Lay out every line of the entries below as a Markdown table with two columns, Row and Line, numbering each row and skipping blank lines. Leave the pictures out of the table.

========================================

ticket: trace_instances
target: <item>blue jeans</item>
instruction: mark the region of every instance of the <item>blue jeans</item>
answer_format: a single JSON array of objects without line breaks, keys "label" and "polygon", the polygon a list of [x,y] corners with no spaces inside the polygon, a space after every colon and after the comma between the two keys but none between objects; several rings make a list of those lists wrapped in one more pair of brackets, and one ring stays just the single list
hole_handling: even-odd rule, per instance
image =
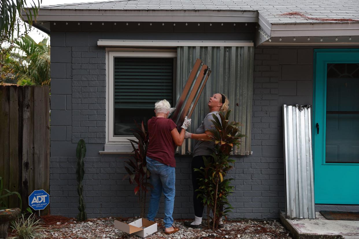
[{"label": "blue jeans", "polygon": [[160,163],[146,157],[147,168],[151,172],[150,183],[153,186],[151,189],[150,205],[148,208],[147,219],[153,221],[157,215],[159,207],[159,199],[162,191],[164,195],[164,227],[168,228],[172,226],[173,218],[174,203],[174,183],[176,173],[174,168]]}]

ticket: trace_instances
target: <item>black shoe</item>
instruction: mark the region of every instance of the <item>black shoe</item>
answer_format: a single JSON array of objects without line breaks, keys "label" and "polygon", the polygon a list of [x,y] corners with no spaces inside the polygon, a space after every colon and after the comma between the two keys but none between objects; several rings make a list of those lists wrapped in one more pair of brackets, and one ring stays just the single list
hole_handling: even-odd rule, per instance
[{"label": "black shoe", "polygon": [[186,221],[183,223],[183,224],[185,225],[185,226],[186,226],[187,228],[196,228],[196,229],[202,229],[201,224],[200,224],[199,225],[193,225],[191,224],[192,223],[192,222],[191,221]]}]

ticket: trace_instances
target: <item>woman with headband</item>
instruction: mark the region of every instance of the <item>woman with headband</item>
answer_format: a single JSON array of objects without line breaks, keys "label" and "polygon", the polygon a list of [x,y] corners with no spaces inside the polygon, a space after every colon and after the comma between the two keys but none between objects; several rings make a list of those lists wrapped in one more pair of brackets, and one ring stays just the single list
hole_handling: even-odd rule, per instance
[{"label": "woman with headband", "polygon": [[[194,168],[204,167],[203,156],[208,158],[211,157],[211,155],[214,151],[214,142],[202,140],[209,139],[208,136],[212,134],[209,129],[215,128],[211,120],[214,117],[217,117],[220,119],[219,112],[225,111],[228,109],[229,101],[225,96],[220,93],[213,95],[210,98],[208,102],[209,113],[206,116],[201,125],[196,130],[195,134],[192,134],[187,131],[185,133],[185,138],[194,139],[197,140],[195,142],[193,148],[193,158],[192,163],[192,185],[193,186],[193,207],[195,210],[195,220],[193,221],[185,221],[185,225],[194,228],[202,228],[202,219],[204,206],[200,198],[197,198],[198,192],[196,190],[199,187],[200,180],[199,178],[202,177],[200,172],[195,172]],[[222,219],[219,223],[219,228],[224,227]]]}]

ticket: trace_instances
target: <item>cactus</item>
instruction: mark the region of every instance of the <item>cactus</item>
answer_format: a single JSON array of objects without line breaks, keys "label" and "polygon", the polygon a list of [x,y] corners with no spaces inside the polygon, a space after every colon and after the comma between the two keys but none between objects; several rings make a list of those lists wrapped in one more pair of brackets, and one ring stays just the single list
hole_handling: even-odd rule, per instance
[{"label": "cactus", "polygon": [[79,194],[79,211],[80,211],[77,215],[77,220],[79,221],[84,221],[87,219],[87,215],[85,211],[86,206],[82,195],[83,191],[82,180],[85,174],[84,159],[86,153],[86,147],[85,145],[85,141],[83,139],[80,139],[76,148],[76,157],[77,158],[76,180],[77,180],[77,192]]}]

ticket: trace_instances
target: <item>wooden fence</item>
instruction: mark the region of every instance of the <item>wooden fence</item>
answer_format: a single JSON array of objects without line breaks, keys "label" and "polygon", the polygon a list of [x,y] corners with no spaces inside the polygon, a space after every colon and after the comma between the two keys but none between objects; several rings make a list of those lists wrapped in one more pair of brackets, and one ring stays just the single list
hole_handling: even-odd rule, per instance
[{"label": "wooden fence", "polygon": [[[49,192],[49,96],[47,86],[0,86],[0,176],[4,188],[20,193],[23,210],[33,190]],[[17,197],[6,200],[19,207]]]}]

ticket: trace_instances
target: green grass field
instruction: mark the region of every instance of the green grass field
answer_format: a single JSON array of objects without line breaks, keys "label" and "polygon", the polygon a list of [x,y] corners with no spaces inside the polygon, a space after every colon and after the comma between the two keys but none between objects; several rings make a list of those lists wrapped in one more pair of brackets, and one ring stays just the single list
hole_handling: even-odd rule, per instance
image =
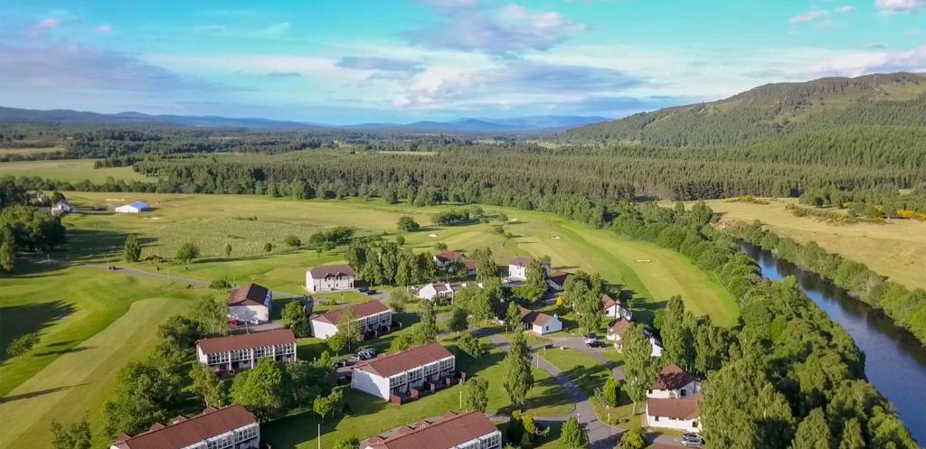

========================================

**EXPECTED ANSWER**
| Row | Line |
|---|---|
| 1 | ticket: trace_instances |
| 2 | target: <item>blue jeans</item> |
| 3 | instruction: mark the region of every instance of the <item>blue jeans</item> |
| 4 | answer_format: a single JSON array of objects without line breaks, keys "label" and "polygon", the polygon a list of [x,y] corners with no spaces inside the polygon, a space after every colon and after the comma between the two keys but none between objects; several rings make a list of those lists wrapped in one more pair of brackets, and one ring stays just the single list |
| 5 | hole_handling: even-odd rule, per instance |
| 6 | image = |
| 7 | [{"label": "blue jeans", "polygon": [[160,163],[146,157],[147,168],[151,172],[150,183],[153,186],[151,189],[150,205],[148,208],[147,219],[153,221],[157,215],[159,207],[159,199],[162,191],[164,195],[164,227],[168,228],[172,226],[173,218],[174,203],[174,183],[176,173],[174,168]]}] |
| 8 | ticket: trace_instances |
| 9 | target: <item>black shoe</item> |
| 10 | instruction: mark the region of every instance of the <item>black shoe</item> |
| 11 | answer_format: a single JSON array of objects without line breaks, keys "label" and "polygon", the polygon a list of [x,y] corners with no spaces inside the polygon, a space after every colon and after the comma between the two keys but none between objects; several rings make a list of those lists wrapped in one more pair of brackets, and one ring stays just the single list |
| 12 | hole_handling: even-odd rule, per instance |
| 13 | [{"label": "black shoe", "polygon": [[186,221],[183,223],[183,224],[185,225],[185,226],[186,226],[187,228],[196,228],[196,229],[202,229],[201,224],[200,224],[199,225],[193,225],[191,224],[192,223],[192,222],[191,221]]}] |
| 14 | ticket: trace_instances |
| 15 | target: <item>woman with headband</item> |
| 16 | instruction: mark the region of every instance of the <item>woman with headband</item> |
| 17 | answer_format: a single JSON array of objects without line breaks, keys "label" and "polygon", the polygon a list of [x,y] corners with no spaces inside the polygon, a space after every colon and after the comma between the two keys but none between objects; several rings make a list of those lists wrapped in one more pair of brackets, and one ring stays just the single list |
| 18 | hole_handling: even-odd rule, per instance |
| 19 | [{"label": "woman with headband", "polygon": [[[194,168],[204,167],[203,156],[208,158],[211,157],[211,155],[214,151],[214,142],[202,140],[209,139],[208,136],[212,134],[209,129],[215,128],[211,120],[214,117],[217,117],[220,119],[219,112],[225,111],[228,109],[229,101],[225,96],[220,93],[213,95],[210,98],[208,102],[209,113],[206,116],[201,125],[196,130],[195,134],[192,134],[187,131],[185,133],[185,138],[194,139],[197,140],[195,142],[193,148],[193,158],[192,163],[192,185],[193,186],[193,207],[195,210],[195,220],[193,221],[185,221],[185,225],[194,228],[202,228],[202,219],[204,206],[200,198],[197,198],[198,192],[196,190],[199,187],[200,180],[199,178],[202,177],[200,172],[195,172]],[[222,219],[219,223],[219,228],[224,227]]]}] |
| 20 | ticket: trace_instances |
| 21 | target: <item>cactus</item> |
| 22 | instruction: mark the region of every instance of the <item>cactus</item> |
| 23 | answer_format: a single JSON array of objects without line breaks, keys "label" and "polygon", the polygon a list of [x,y] corners with no spaces inside the polygon, a space after every colon and after the comma between the two keys but none between objects; several rings make a list of those lists wrapped in one more pair of brackets, and one ring stays just the single list |
| 24 | hole_handling: even-odd rule, per instance |
| 25 | [{"label": "cactus", "polygon": [[79,194],[79,211],[80,211],[77,215],[77,220],[79,221],[84,221],[87,219],[87,215],[85,211],[86,206],[82,195],[83,191],[82,180],[85,174],[84,159],[86,153],[86,147],[85,145],[85,141],[83,139],[80,139],[76,148],[76,157],[77,158],[76,180],[77,180],[77,192]]}] |
| 26 | ticket: trace_instances |
| 27 | target: <item>wooden fence</item> |
| 28 | instruction: mark the region of every instance of the <item>wooden fence</item> |
| 29 | answer_format: a single JSON array of objects without line breaks, keys "label" and "polygon", the polygon a list of [x,y] corners with no spaces inside the polygon, a space after every colon and after the comma between the two keys but none between objects; several rings make a list of those lists wrapped in one more pair of brackets, and one ring stays just the single list |
| 30 | hole_handling: even-odd rule, per instance |
| 31 | [{"label": "wooden fence", "polygon": [[[49,192],[49,96],[47,86],[0,86],[0,176],[4,188],[20,193],[23,210],[33,190]],[[17,197],[6,200],[19,207]]]}] |
| 32 | ticket: trace_instances |
| 33 | target: green grass field |
| 34 | instruction: mark the region of every instance of the green grass field |
| 35 | answer_format: a single JSON array of objects without line breaks, keys "label" and "polygon", the polygon a list of [x,y] corners with no spaces inside the polygon, a space after every colon and after the comma between the two keys but none between objects; several rings make a list of those lists wrapped in one more pair of brackets, and one ring stays just the single list |
| 36 | hole_handling: even-odd rule, per instance |
| 37 | image = |